** Quoted text **
+++++

Taken as a whole, this trend can be described as a trend toward modeling, the act of creating representations of real-world concepts that are internally translated into the representations that computer systems (like database engines) inherently understand.

What’s key here is that modeling itself is something that takes place outside of the database, in large part because data often spans multiple databases and multiple formats. Thus what matters is the richness of the pipeline between what's in the data store and what runs outside that store.

Increasing that richness is the purpose of Microsoft's next wave of investments beyond further enhancements to the Entity Framework and Data Services (see Entity Framework futures and Data Services futures), namely a body of technologies collectively called the SQL Server Modeling CTP (Community Technology Preview). Rather than replacing existing data development methods, these technologies introduce new ways of working with SQL Server databases along with greater availability of metadata alongside the data itself.

Metadata—or information about data and applications—is the key to the next advances in developer productivity with data-oriented applications. Modeling, in other words, is a recognition that data about an application, and data about data, is just as important as the application and data themselves. And the components of the SQL Server Modeling CTP, shown in Figure 10 as a projection from Figure 9, are the ways in which Microsoft is beginning to explore this new territory.

History_Futures_1.png

Figure 10: Future technologies in the SQL Server Modeling CTP.

The code name “M” language is like a more manageable (though more limited) form of Transact-SQL, the language normally used to describe data schema and values. It's also closely aligned with the purpose of the EDMX files used in the Entity Framework to implement the conceptual layer (or Entity Data Model). The "M" language is, in fact, being developed as a textual language that also implements the Entity Data Model, and will serve alongside the XML-based EDMX dialect. Furthermore, "M" includes powerful support for the creation of domain-specific languages (DSLs) in which application logic, data access layers, and even an application’s user interface can be easily defined by even non-developers.

+++++

** Records **
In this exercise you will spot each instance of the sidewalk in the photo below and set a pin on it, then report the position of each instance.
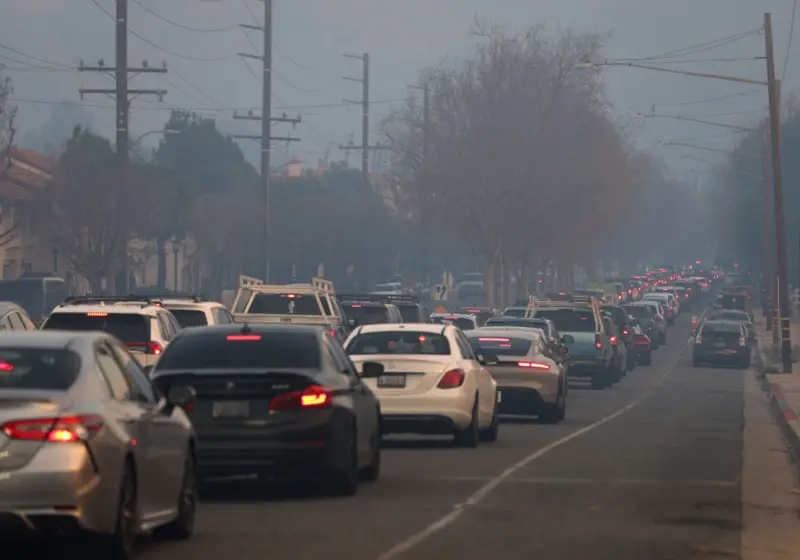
(783, 390)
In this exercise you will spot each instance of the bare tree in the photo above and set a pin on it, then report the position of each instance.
(517, 135)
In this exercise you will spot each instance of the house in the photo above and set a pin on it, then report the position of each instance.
(27, 242)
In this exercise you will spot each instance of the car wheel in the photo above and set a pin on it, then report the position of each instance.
(491, 433)
(119, 545)
(344, 482)
(468, 437)
(183, 526)
(373, 471)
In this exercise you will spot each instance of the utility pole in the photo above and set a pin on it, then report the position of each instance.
(365, 146)
(777, 185)
(266, 137)
(121, 94)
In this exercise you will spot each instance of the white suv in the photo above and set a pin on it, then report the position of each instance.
(195, 311)
(144, 326)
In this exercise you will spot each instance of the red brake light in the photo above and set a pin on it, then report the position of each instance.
(69, 429)
(452, 379)
(243, 337)
(534, 365)
(146, 347)
(314, 396)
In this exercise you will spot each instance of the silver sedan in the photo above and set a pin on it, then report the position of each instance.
(87, 447)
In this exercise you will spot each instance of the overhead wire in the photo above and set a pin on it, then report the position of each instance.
(181, 25)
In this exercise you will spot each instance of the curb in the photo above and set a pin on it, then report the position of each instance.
(784, 416)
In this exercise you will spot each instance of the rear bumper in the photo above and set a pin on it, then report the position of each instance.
(57, 493)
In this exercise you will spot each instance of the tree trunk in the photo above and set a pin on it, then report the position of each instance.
(161, 265)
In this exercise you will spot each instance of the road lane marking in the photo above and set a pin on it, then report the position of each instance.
(598, 481)
(479, 495)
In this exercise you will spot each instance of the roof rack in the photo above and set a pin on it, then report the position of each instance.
(102, 300)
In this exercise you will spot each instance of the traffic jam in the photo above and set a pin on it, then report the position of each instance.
(119, 415)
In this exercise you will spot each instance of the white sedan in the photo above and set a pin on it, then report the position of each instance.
(432, 381)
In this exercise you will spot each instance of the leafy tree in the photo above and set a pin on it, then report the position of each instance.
(83, 205)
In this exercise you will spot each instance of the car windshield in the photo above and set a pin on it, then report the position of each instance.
(499, 345)
(190, 317)
(227, 350)
(569, 320)
(128, 327)
(399, 342)
(42, 369)
(366, 315)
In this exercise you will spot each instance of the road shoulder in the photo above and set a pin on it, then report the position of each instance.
(770, 495)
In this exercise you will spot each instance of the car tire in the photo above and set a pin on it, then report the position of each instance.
(344, 482)
(119, 545)
(469, 437)
(491, 433)
(373, 472)
(182, 527)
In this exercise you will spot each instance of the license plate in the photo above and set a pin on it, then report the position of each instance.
(392, 381)
(231, 409)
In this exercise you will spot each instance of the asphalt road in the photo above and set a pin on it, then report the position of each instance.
(647, 470)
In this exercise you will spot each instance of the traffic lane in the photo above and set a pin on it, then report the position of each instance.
(422, 479)
(660, 481)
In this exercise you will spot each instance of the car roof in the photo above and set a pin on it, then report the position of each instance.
(526, 333)
(49, 338)
(417, 327)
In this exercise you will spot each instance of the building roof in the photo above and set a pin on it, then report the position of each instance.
(24, 174)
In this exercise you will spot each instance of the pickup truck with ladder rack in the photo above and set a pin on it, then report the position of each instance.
(304, 304)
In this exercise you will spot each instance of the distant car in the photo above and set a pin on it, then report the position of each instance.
(529, 380)
(431, 380)
(276, 400)
(721, 342)
(88, 447)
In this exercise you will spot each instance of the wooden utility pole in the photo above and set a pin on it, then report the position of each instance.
(777, 186)
(266, 137)
(121, 94)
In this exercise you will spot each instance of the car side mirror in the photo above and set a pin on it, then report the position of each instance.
(371, 370)
(487, 359)
(183, 396)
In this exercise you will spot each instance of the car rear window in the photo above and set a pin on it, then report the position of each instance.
(288, 304)
(128, 327)
(500, 345)
(574, 320)
(268, 350)
(460, 322)
(399, 342)
(38, 369)
(190, 317)
(367, 315)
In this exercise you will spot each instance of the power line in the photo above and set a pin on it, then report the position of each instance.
(789, 45)
(181, 25)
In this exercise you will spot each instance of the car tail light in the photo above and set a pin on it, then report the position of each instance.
(147, 347)
(311, 397)
(452, 379)
(533, 365)
(69, 429)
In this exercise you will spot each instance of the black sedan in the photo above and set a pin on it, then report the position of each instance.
(276, 401)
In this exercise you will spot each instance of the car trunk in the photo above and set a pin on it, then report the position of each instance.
(405, 375)
(233, 405)
(16, 405)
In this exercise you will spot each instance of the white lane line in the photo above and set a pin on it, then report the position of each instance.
(458, 509)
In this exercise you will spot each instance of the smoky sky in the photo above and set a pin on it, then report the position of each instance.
(402, 37)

+++++

** What you need to do **
• 1. In the data modeling text, which language is normally used to describe data schema and values?
• 2. Condense the paragraph of the data modeling text that begins "Increasing that richness" into a short bulleted list that keeps its main facts.
• 3. Carry the data modeling text forward from its last sentence with another paragraph or two.
The listing comes from a different source than the data modeling text.

** Results of the tasks **
• 1. Transact-SQL.

• 2.
- Microsoft's next wave of investments aims to increase the richness of the pipeline between the data store and what runs outside it.
- These investments go beyond further enhancements to the Entity Framework and Data Services.
- They form a body of technologies collectively called the SQL Server Modeling CTP (Community Technology Preview).
- They don't replace existing data development methods. Instead, they add new ways of working with SQL Server databases and make more metadata available alongside the data itself.

• 3.
SQL Server Modeling Services, for its part, deals with enterprise-wide metadata and the kinds of applications that enterprises are interested in building around that metadata. And the code name “Quadrant” tool provides a visual means of interacting with relational data in ways that have traditionally been either very difficult or have necessitated a custom application of some kind. Many “forms over data” applications that have to date been written using the other data access technologies we’ve seen can be quickly assembled directly within “Quadrant”.

Much more can be said on these future technologies, of course, which you can find on the MSDN Data Developer Center along with resources for most of the other current technologies we’ve covered. Indeed, this historical journey has been written to introduce you to those many resources and to put all these technologies into a context that not only spans several decades in the past, but will span at least as many into the future. Indeed, the very cutting-edge developments we've covered here will themselves, one day, be seen as but first steps in an even greater arc of technological development. For within all our systems, data is again the piece with the greatest longevity…and the piece that will undoubtedly continue to expand and take on an increasingly central role in our lives.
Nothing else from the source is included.